SUPPLIED MATERIAL Block Start
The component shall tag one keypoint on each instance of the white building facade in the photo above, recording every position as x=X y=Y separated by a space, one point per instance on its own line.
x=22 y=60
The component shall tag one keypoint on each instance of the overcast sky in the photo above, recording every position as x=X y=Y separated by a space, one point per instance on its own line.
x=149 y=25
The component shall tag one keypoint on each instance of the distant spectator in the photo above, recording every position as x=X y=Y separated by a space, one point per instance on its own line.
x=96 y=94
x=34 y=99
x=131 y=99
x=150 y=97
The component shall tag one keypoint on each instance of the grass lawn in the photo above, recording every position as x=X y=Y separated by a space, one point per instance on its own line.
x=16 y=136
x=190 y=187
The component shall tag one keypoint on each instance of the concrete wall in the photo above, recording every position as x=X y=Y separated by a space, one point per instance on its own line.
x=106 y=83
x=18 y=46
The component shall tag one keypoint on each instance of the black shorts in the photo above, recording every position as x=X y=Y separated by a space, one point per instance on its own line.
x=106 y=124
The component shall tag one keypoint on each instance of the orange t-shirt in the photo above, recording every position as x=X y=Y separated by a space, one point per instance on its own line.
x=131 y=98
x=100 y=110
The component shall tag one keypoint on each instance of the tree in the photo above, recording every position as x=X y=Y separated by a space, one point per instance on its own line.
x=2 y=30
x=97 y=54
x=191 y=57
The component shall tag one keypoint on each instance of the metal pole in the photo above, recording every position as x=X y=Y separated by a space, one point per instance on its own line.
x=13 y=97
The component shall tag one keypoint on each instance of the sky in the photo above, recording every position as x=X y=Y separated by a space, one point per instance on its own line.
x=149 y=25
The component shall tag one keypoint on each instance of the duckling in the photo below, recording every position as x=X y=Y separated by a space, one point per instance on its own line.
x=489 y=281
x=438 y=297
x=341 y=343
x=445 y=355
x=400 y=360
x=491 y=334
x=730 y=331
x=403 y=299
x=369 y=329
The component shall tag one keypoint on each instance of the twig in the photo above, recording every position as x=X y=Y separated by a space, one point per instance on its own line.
SUPPLIED MATERIAL Block End
**WORK REQUIRED**:
Every entry must appear in the answer exactly as written.

**WRITTEN ANSWER**:
The component shall tag one keypoint on each instance of the white building facade in the photo above, recording every position as x=X y=Y separated by a space, one point per instance on its own line.
x=22 y=60
The component shall tag one keypoint on each instance of the overcast sky in the photo above, recording every position as x=X y=Y separated by a space, one point per instance on its own line.
x=149 y=25
The component shall tag one keypoint on each instance of the distant spectator in the photo above, recording every position as x=X y=Y separated by a space, one point per instance on its own line.
x=96 y=94
x=34 y=99
x=131 y=99
x=150 y=97
The component shall tag one keypoint on each instance of the grass lawn in the photo above, recording every position as x=X y=Y separated by a space, one point per instance on its own line.
x=16 y=136
x=190 y=187
The component shall tag one keypoint on each instance of the concrete wall in the photo above, recording every position as x=X y=Y separated by a space, one point per instance on its own line.
x=106 y=83
x=18 y=46
The component shall tag one keypoint on each instance of the black shorts in the photo above, recording every position as x=X y=Y separated by a space, one point per instance on its own line.
x=106 y=124
The component shall tag one keypoint on each instance of the orange t-shirt in the photo above, recording every position as x=X y=Y separated by a space, one point per instance on its own line.
x=131 y=98
x=100 y=110
The component shall tag one keypoint on each instance of the tree in the photo above, recording every position as x=X y=Y separated by a space, one point per instance on its own line.
x=2 y=30
x=97 y=54
x=191 y=57
The component shall tag one keypoint on each instance of the metal pole in the photo above, recording every position as x=X y=Y separated by a space, one point per instance on its own line.
x=13 y=97
The component shall tag one keypoint on each instance of the sky in the photo above, recording every position as x=X y=Y separated by a space, one point per instance on its own line.
x=149 y=25
The component shall tag one keypoint on each instance of the duckling in the photo below, recording every position as x=X y=Y separated by a space, one point per instance on its own line.
x=489 y=281
x=438 y=297
x=341 y=343
x=445 y=355
x=400 y=360
x=491 y=334
x=730 y=331
x=403 y=299
x=369 y=329
The component shall tag one keypoint on each instance of the twig in the photo above, recording every position as x=X y=Y separated by a space, one point per instance on its own line.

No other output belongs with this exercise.